* **Demande**
Selon l'extrait de texte ci-dessous, à quelle date l'audience a-t-elle eu lieu ?

* **Extrait de texte**
========

[TRADUCTION]
Citation : AC c Commission de l’assurance ‑emploi du Canada, 2025 TSS 807
Tribunal de la sécurité sociale du Canada
Division générale, section de l’assurance‑emploi
Décision
| Partie appelante : | A. C. |
| Partie intimée : | Commission de l’assurance‑emploi du Canada |
| Décision portée en appel : | Décision découlant de la révision de la Commission de l’assurance-emploi du Canada (672891) datée du 17 octobre 2024 (communiquée par Service Canada) |
| Membre du Tribunal : | Ambrosia Varaschin |
| Mode d’audience : | En personne |
| Date de l’audience : | Le 25 mars 2025 |
| Personnes présentes à l’audience : | Appelante Interprète |
| Date de la décision : | Le 2 avril 2025 |
| Numéro de dossier : | GE-24-3744 |
Sur cette page
Décision
[1] L’appel est accueilli.
[2] La Commission de l’assurance-emploi du Canada n’a pas exercé son pouvoir discrétionnaire de façon judiciaire lorsqu’elle a décidé de réexaminer la demande de l’appelante. Elle ne peut donc pas revenir en arrière et revenir sur sa décision.

========

* **Section des données**
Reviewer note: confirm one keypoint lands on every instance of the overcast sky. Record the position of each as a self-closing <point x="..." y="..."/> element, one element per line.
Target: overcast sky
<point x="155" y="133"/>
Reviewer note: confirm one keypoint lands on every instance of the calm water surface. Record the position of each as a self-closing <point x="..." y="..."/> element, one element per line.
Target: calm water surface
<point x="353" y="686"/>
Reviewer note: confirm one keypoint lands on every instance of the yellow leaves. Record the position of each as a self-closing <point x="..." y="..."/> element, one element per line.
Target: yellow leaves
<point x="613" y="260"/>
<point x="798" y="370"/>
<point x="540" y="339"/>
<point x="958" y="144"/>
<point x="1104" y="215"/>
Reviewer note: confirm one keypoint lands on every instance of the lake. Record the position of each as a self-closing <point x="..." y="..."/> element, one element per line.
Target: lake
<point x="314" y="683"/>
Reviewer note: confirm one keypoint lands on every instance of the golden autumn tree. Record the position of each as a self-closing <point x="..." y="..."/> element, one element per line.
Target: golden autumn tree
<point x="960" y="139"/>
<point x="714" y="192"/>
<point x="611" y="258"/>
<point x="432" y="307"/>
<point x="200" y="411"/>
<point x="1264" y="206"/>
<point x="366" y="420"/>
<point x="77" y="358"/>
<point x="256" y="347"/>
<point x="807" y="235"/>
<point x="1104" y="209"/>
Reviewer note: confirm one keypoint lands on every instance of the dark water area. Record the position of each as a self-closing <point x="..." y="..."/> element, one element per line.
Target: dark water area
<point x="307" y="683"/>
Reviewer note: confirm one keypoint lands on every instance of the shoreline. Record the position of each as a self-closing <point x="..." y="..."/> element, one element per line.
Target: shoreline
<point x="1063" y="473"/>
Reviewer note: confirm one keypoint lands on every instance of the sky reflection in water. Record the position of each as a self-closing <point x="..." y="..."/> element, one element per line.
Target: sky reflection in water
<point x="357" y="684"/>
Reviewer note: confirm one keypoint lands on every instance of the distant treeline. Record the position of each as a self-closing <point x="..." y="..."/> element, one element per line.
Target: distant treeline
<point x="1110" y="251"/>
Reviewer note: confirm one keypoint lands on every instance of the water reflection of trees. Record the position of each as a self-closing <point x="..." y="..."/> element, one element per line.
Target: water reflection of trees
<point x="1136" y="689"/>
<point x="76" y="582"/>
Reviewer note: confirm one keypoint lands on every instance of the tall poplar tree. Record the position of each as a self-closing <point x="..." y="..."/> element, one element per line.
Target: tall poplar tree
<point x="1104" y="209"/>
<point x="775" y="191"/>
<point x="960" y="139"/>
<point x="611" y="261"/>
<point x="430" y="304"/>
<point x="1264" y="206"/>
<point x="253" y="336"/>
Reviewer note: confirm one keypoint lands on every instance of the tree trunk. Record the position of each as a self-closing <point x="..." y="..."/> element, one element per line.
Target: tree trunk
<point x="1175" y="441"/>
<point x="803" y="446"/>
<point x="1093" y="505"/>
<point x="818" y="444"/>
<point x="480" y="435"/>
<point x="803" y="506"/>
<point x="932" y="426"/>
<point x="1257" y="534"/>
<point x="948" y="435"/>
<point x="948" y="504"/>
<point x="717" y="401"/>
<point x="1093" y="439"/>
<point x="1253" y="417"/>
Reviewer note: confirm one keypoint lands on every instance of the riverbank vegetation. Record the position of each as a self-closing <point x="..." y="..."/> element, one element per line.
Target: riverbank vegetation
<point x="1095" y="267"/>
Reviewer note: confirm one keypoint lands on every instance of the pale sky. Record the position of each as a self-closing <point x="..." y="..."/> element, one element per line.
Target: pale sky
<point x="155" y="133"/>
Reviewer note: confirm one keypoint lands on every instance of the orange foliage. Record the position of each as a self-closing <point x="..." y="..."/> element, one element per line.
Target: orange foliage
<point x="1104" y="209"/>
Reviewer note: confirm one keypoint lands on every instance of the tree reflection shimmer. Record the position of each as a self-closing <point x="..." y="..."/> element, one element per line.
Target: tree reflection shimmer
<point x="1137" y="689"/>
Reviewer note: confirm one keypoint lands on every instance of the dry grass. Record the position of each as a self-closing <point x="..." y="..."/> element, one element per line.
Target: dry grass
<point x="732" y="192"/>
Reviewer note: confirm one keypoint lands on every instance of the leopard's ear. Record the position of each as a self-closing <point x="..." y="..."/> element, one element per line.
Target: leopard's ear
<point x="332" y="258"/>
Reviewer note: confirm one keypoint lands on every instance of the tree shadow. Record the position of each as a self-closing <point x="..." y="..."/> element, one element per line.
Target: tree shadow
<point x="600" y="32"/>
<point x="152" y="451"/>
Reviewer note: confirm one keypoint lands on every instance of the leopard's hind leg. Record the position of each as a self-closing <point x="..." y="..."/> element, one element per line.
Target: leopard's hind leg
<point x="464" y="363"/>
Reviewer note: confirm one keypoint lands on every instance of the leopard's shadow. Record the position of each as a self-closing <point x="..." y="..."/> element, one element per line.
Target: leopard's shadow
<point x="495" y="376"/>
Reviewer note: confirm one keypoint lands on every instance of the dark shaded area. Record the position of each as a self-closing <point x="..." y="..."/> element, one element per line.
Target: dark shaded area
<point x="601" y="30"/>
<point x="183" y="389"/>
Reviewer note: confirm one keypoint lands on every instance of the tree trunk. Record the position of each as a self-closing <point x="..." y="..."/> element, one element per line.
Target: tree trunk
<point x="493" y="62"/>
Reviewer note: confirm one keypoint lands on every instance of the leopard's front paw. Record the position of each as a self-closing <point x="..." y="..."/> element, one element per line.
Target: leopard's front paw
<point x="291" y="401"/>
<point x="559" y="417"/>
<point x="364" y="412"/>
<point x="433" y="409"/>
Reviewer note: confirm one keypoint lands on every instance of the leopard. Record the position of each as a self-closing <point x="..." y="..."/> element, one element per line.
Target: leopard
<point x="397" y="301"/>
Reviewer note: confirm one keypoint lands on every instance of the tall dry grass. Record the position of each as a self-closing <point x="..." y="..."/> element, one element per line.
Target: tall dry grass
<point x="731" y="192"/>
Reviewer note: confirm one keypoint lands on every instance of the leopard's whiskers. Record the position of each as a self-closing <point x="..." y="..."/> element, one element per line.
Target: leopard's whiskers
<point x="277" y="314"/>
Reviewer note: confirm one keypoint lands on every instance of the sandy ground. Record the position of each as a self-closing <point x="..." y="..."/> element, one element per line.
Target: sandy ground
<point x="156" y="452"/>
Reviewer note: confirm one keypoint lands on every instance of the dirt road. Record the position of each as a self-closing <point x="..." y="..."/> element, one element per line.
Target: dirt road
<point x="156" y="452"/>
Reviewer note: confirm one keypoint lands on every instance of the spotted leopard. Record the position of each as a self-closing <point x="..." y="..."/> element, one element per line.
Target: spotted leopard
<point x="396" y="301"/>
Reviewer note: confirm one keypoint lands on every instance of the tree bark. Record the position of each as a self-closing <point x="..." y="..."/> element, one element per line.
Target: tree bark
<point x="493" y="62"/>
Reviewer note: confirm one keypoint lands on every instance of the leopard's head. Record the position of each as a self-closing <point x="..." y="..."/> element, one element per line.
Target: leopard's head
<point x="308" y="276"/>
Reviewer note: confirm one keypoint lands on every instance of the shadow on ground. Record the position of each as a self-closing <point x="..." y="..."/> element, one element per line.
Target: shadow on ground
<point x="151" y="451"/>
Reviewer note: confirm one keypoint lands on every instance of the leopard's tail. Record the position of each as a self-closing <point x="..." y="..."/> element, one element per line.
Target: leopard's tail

========

* **Réponse écrite**
Le 25 mars 2025.